**SOURCE PASSAGE**
****
The record presents two questions: (a) Was this contract valid at its inception? (b) Conceding that the policy was vitiated by the Stevens contract as to Hough, what was the effect of the company's consent to the assignment to plaintiff? It must be conceded that Hough, at the inception of the policy, had an insurable interest in the property. It is well settled in this state, at least, that an applicant for insurance is not required to show the exact condition of his title, unless requested so to do, ( Castner v. Insurance Co., 46 Mich. 15, 8 N.W. 554; Guest v. Insurance Co., 66 Mich. 98, 33 N.W. 31;) that the failure to mention incumbrances, if not inquired about, the application being oral, and no deceit being practiced, is immaterial, (O'Brien v. Insurance Co., 52 Mich. 131, 17 N.W. 726; Tiefenthal v. Insurance Co., 53 Mich. 306, 19 N.W. 9;) and that an equitable ownership will support a recital of ownership, ( Insurance Co. v. Fogelman, 35 Mich. 481; Guest v. Insurance Co., supra.) See 1 May, Ins. 285-287, and 7 Amer. & Eng. Enc. Law, 1020.
****
Dataset rows
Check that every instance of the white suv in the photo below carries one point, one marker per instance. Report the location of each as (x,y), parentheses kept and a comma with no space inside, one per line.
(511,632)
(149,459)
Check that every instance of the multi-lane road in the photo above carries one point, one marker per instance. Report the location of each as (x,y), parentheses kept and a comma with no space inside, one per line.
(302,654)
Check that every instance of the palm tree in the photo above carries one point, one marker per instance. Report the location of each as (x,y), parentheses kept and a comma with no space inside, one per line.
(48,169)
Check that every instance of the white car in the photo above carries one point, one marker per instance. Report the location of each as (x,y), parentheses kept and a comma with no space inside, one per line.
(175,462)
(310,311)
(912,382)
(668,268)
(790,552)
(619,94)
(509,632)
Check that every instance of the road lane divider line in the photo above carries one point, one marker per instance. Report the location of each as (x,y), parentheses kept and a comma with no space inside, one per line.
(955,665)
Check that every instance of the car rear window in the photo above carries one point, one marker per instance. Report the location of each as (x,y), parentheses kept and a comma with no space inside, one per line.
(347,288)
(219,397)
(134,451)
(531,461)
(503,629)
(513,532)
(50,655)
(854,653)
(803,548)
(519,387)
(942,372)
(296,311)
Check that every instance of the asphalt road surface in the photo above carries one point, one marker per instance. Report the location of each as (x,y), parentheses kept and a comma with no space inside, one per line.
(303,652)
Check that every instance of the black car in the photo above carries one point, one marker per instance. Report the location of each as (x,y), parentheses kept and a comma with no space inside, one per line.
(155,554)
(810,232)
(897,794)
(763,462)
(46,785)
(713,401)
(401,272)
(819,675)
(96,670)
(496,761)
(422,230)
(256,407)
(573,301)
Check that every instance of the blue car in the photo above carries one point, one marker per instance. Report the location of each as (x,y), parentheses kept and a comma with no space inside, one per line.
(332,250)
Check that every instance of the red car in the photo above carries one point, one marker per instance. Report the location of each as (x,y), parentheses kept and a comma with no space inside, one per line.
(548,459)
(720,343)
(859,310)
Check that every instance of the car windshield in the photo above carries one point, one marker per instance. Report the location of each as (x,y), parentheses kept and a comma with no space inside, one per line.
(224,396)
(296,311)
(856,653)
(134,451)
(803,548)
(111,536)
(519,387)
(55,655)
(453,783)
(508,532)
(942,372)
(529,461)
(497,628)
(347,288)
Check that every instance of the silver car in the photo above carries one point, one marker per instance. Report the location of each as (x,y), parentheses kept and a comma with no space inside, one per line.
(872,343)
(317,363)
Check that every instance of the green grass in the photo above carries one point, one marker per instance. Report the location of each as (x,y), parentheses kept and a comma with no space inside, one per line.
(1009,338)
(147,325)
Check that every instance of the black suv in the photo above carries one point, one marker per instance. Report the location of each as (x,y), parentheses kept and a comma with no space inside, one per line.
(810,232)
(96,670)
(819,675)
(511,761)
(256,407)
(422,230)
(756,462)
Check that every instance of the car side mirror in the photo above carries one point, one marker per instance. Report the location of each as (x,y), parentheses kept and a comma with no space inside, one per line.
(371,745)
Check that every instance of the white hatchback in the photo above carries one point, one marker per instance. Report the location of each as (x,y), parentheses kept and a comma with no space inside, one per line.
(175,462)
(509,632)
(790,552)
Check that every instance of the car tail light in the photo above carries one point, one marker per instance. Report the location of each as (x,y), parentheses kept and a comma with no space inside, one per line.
****
**YOUR INSTRUCTIONS**
Could you reproduce the insurance policy passage in full, word for word? This data comes from a separate, unrelated source.

**OUTPUT FOR THIS EXERCISE**
The record presents two questions: (a) Was this contract valid at its inception? (b) Conceding that the policy was vitiated by the Stevens contract as to Hough, what was the effect of the company's consent to the assignment to plaintiff? It must be conceded that Hough, at the inception of the policy, had an insurable interest in the property. It is well settled in this state, at least, that an applicant for insurance is not required to show the exact condition of his title, unless requested so to do, ( Castner v. Insurance Co., 46 Mich. 15, 8 N.W. 554; Guest v. Insurance Co., 66 Mich. 98, 33 N.W. 31;) that the failure to mention incumbrances, if not inquired about, the application being oral, and no deceit being practiced, is immaterial, (O'Brien v. Insurance Co., 52 Mich. 131, 17 N.W. 726; Tiefenthal v. Insurance Co., 53 Mich. 306, 19 N.W. 9;) and that an equitable ownership will support a recital of ownership, ( Insurance Co. v. Fogelman, 35 Mich. 481; Guest v. Insurance Co., supra.) See 1 May, Ins. 285-287, and 7 Amer. & Eng. Enc. Law, 1020.